## SOURCE
START
One of the fundamental truths of my life is that God has a very strange sense of humor and He has chosen me to be the brunt of the nudity jokes. Yes, me, the shyest kid in town, especially when it comes to seeing someone else naked, or (shudder!) someone seeing me naked. To say that I was a teenage prude would be an understatement. I did not even believe in thinking about people being naked. People are naked under their clothes? Aaagh!
I dreaded the start of fifth grade, because in PE class you had to change into PE clothes and take showers when it was over. Not just any kind of private, in-your-own-bathroom kind of shower, but one big tiled room full of shower heads where you had to be naked in front of other boys. Other boys like fat Tiger Bates who taught me the facts of life with only a few major distortions. Other boys like Kevin Swello who had hair in places we didn’t even want to know about, let alone see. Coming of age and facing the world of locker rooms and shower rooms and boys’ PE was one of the hardest things for me.
Well, I made it through that part of my childhood by telling God all about it and being strengthened by Him. But then, He decided never to let me forget about it. College in the 70’s was wilder than my little-town morals could take. I avoided Dorm drinking parties where party-goers sometimes played strip poker seriously with members of the opposite sex. When one of my two roommates decided to go streaking on his motorcycle, I avoided getting caught up in it in any way. Well, of course, everybody avoided that particular bit of stupidity, because it was snowing and the temperature was below zero. Ol’ Wildman Beckham nearly froze off parts of himself that he could ill afford to lose to frostbite. There were a lot of things to avoid in college.
END
## DATA SHOWN
START
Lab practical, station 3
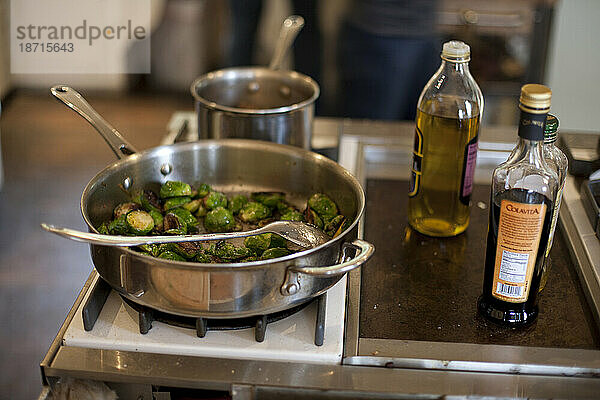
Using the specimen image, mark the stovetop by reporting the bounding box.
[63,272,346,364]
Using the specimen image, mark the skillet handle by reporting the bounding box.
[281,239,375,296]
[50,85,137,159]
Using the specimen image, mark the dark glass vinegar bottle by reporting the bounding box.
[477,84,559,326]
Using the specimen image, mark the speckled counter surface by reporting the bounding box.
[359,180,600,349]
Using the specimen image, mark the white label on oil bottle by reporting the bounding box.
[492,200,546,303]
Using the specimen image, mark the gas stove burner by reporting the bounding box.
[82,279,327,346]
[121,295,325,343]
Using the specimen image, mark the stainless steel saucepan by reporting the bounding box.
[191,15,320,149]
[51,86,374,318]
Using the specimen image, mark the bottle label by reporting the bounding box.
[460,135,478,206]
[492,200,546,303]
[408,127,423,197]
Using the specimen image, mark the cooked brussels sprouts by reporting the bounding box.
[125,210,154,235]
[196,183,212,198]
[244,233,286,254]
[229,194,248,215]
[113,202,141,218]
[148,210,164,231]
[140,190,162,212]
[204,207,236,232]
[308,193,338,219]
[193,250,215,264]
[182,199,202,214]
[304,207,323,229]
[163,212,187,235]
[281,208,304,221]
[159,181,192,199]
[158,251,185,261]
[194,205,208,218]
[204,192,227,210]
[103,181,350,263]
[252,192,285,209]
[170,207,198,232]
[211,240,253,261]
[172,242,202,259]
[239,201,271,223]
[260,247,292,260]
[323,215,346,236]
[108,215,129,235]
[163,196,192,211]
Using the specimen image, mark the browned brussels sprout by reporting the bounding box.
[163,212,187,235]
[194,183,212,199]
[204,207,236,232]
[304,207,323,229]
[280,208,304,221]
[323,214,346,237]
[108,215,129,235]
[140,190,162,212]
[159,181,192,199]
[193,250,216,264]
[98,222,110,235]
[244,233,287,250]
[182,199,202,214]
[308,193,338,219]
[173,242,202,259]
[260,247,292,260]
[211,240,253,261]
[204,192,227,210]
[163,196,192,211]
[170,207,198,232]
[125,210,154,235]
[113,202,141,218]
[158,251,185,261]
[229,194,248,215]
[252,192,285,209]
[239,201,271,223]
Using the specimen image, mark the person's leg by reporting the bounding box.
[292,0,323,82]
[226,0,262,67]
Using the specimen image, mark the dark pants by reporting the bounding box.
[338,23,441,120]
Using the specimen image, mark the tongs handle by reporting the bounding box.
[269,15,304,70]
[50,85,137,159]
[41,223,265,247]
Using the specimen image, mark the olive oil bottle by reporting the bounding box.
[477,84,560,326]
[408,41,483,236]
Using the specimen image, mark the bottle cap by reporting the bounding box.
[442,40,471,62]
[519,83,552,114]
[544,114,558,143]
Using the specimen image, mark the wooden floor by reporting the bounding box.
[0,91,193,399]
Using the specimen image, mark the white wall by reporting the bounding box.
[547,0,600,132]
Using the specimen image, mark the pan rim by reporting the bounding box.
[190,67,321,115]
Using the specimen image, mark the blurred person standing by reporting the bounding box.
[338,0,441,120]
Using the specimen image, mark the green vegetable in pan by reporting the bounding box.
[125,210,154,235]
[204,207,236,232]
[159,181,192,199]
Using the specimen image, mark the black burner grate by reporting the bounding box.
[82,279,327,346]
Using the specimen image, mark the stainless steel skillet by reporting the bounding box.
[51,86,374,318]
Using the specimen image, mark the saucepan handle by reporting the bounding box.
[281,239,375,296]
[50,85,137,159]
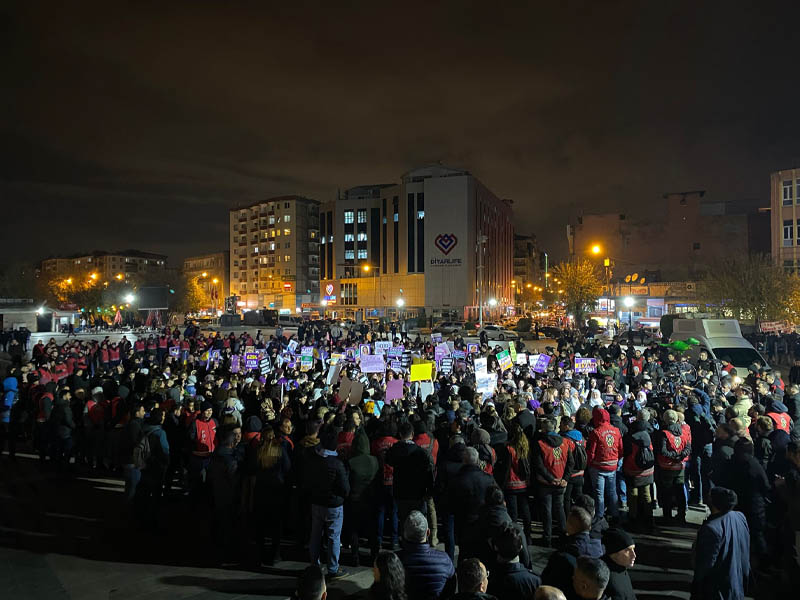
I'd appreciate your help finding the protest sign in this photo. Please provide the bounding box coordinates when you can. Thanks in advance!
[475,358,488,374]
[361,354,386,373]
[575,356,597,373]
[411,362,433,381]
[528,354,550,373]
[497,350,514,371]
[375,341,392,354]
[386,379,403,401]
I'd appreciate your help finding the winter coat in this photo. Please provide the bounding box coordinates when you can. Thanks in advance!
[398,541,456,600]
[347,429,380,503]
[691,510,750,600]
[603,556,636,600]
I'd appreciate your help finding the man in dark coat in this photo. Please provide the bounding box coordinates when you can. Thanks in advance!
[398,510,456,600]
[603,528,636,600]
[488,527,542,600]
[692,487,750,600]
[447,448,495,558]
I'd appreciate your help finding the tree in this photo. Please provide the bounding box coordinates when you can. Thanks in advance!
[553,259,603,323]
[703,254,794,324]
END
START
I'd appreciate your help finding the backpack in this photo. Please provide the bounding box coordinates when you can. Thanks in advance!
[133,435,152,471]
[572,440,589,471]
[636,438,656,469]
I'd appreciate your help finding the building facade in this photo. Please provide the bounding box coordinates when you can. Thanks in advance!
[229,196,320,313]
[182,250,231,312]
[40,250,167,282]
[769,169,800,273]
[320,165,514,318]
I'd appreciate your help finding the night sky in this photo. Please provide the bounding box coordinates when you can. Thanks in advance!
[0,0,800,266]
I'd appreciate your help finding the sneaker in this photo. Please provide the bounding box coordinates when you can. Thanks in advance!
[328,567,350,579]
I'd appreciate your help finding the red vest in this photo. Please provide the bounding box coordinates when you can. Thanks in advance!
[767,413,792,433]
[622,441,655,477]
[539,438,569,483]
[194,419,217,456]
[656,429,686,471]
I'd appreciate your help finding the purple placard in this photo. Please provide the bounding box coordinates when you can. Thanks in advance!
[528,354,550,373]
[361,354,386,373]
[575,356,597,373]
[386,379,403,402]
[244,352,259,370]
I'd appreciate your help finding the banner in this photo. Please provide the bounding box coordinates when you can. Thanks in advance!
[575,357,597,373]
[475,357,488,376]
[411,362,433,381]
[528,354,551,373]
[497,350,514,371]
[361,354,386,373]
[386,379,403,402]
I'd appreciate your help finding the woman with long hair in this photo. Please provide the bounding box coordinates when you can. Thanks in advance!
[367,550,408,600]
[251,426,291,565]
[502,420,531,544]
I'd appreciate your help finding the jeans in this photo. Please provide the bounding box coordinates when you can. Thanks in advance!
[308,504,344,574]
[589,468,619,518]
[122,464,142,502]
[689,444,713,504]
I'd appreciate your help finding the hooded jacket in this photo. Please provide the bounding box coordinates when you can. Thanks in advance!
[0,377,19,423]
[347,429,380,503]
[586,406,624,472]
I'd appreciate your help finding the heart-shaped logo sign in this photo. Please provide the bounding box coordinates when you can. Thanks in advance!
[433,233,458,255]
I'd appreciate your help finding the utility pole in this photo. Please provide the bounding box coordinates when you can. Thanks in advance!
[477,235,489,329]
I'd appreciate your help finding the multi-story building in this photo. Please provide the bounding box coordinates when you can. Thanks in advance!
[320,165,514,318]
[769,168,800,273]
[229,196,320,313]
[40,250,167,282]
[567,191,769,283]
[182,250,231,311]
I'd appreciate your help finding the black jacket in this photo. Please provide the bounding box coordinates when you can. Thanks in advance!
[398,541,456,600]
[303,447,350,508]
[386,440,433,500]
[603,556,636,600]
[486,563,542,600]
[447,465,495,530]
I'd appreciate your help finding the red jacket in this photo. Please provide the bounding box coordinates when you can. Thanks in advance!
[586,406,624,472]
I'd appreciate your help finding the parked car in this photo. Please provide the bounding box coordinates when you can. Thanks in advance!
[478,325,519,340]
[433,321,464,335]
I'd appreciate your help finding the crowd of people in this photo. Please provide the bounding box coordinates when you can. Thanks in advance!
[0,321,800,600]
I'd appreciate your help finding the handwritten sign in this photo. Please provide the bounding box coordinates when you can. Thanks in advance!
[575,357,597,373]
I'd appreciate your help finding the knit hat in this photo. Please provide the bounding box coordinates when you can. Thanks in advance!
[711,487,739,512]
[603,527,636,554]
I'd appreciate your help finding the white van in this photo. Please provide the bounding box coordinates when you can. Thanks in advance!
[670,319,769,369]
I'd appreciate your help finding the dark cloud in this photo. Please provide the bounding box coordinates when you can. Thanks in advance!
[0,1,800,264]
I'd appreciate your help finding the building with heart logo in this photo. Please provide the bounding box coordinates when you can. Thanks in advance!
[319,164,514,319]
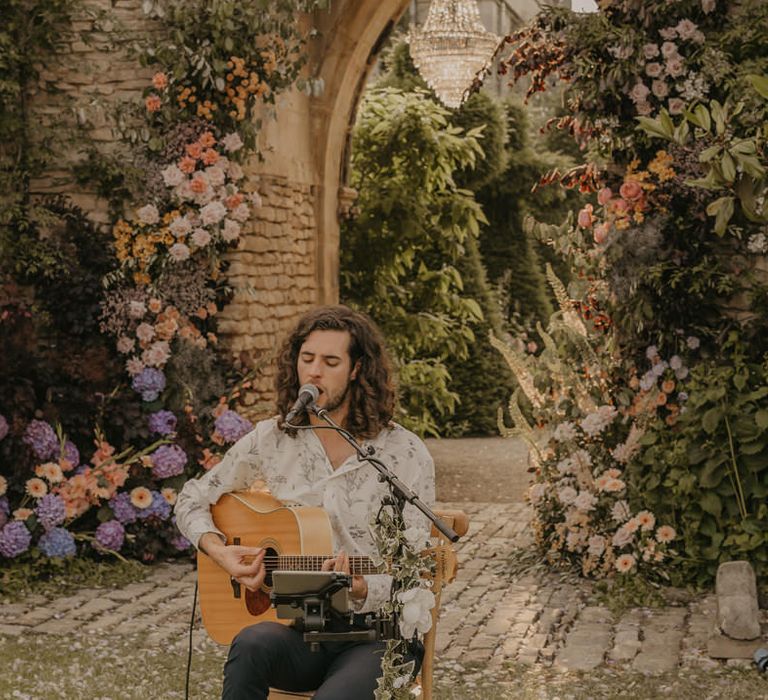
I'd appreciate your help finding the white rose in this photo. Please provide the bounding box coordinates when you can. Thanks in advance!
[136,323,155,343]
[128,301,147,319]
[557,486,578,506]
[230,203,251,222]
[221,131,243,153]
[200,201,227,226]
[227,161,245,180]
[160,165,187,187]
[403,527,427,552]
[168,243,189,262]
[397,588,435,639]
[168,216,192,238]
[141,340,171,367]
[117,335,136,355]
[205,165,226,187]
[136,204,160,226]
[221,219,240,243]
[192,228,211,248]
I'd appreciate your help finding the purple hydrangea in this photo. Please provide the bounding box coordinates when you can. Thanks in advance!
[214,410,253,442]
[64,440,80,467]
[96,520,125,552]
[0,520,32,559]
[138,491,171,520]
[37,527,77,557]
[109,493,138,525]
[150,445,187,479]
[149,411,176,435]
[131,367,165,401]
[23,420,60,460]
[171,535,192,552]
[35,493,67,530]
END
## TASKS
a - Retype, word for word, everything in the essay on boyhood modesty from "Well, I made" down to "avoid in college.".
b - Repeat verbatim everything in the listing from the line containing "I'd appreciate your help finding the tree" down to the line containing "[703,254,794,324]", including both of those lines.

## RESULTS FOR THE EXERCISE
a -
Well, I made it through that part of my childhood by telling God all about it and being strengthened by Him. But then, He decided never to let me forget about it. College in the 70’s was wilder than my little-town morals could take. I avoided Dorm drinking parties where party-goers sometimes played strip poker seriously with members of the opposite sex. When one of my two roommates decided to go streaking on his motorcycle, I avoided getting caught up in it in any way. Well, of course, everybody avoided that particular bit of stupidity, because it was snowing and the temperature was below zero. Ol’ Wildman Beckham nearly froze off parts of himself that he could ill afford to lose to frostbite. There were a lot of things to avoid in college.

b -
I'd appreciate your help finding the tree in this photo. Please provide the bounding box coordinates when you can. Thanks in advance!
[553,259,603,323]
[703,254,794,324]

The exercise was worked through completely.